— Start —

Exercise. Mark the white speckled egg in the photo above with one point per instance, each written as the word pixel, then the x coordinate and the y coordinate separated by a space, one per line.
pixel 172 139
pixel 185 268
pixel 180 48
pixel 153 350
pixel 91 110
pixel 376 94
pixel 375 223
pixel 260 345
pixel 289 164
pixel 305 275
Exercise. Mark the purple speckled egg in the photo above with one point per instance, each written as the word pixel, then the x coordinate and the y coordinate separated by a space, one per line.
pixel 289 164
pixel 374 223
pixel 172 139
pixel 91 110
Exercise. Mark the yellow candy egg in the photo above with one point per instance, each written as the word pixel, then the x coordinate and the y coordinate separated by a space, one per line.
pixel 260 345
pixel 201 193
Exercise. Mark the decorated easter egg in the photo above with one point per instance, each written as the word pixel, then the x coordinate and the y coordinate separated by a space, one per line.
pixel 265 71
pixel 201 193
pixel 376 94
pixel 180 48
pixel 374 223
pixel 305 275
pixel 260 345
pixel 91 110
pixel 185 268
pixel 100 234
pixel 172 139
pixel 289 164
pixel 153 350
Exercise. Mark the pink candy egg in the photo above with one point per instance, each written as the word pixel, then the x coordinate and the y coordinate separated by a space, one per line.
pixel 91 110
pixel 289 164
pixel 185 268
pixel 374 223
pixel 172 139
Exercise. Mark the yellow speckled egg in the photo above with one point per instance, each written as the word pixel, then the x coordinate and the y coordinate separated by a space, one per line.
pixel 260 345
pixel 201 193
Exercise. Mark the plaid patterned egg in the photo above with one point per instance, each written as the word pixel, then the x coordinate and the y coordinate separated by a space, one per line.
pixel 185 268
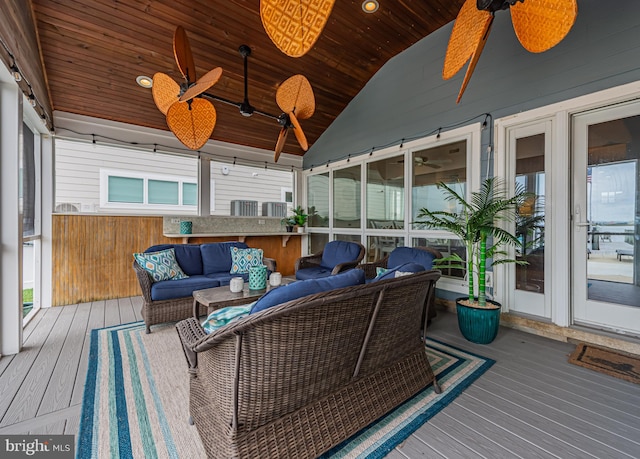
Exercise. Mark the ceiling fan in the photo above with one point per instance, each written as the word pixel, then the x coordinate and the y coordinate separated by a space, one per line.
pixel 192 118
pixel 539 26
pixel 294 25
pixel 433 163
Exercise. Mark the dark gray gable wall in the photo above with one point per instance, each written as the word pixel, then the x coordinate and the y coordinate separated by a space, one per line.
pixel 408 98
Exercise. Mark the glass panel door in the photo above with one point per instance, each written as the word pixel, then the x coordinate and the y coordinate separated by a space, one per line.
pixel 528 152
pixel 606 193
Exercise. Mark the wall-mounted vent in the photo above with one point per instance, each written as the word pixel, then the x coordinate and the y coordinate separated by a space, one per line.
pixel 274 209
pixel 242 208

— End —

• [TASK PROMPT]
Leave the pictures out and reproduce each record exactly as written.

• [FINISHED EXERCISE]
Exercise. Mark the white speckled egg in the photo above with one point per instance, each written as the word pixel, then the x coordinate and the y coordinate separated by a space, one per line.
pixel 172 139
pixel 185 268
pixel 180 48
pixel 153 350
pixel 91 110
pixel 376 94
pixel 375 223
pixel 260 345
pixel 289 164
pixel 305 275
Exercise. Mark the purple speckled egg in the photo above with one point per instance, each written as the word pixel, then the x coordinate and the y coordinate separated by a space, one per line.
pixel 289 164
pixel 374 223
pixel 172 139
pixel 91 110
Exercise. Mark the yellow candy egg in the photo above with one point per instance, each written as the word pixel, then the x coordinate and the y coordinate separated by a space, one per line.
pixel 260 345
pixel 201 193
Exercise. Mark the decorated easter egg in the photo above with one point per instance, each written as the word pixel, then the x coordinate and the y coordinate separated by a space, one per line.
pixel 265 71
pixel 201 193
pixel 376 94
pixel 180 48
pixel 374 223
pixel 305 275
pixel 260 345
pixel 91 110
pixel 185 268
pixel 100 234
pixel 172 139
pixel 289 164
pixel 153 350
Exercise. Mark the pink candy egg in the photo above with one point per instance, each written as the word pixel, then the x coordinate and the y coordinate separated by a space, one per line.
pixel 91 110
pixel 289 164
pixel 185 268
pixel 374 223
pixel 172 139
Exercise. Mark the yellow speckled egg in the photo above with one point per instance, each written as the word pixel, then the x coordinate and the y coordinate separated by a space, one per line.
pixel 260 345
pixel 201 193
Exercise. Mark the plaid patterned egg in the photo above with one point per instance, each written as the word pixel, then the x coordinate and the y coordinate separated by a space, one per line.
pixel 185 268
Exercise. Mark the ceiling fan in the photo above with one point per instance, each written as the word pixel, then the x coordinate and the y coordinate separated by a space, one per line.
pixel 192 118
pixel 539 26
pixel 294 25
pixel 433 163
Exercise. Mark the dark gray gable wall in the photo above with one point per instance, each written as the word pixel, then the x coordinate and the y coordinate separated by a space, one per line.
pixel 408 98
Exercise. Mark the glass panel door in the photo above with one point per instance, each written as the word pixel, then the x coordinate and the y coordinate separated by a space, one per line.
pixel 528 152
pixel 606 193
Exercise. Mark the wall-mounted vent in the photo above with one point per instance, each written as the word pixel, then the x coordinate and the y coordinate separated by a space, one per line.
pixel 274 209
pixel 242 208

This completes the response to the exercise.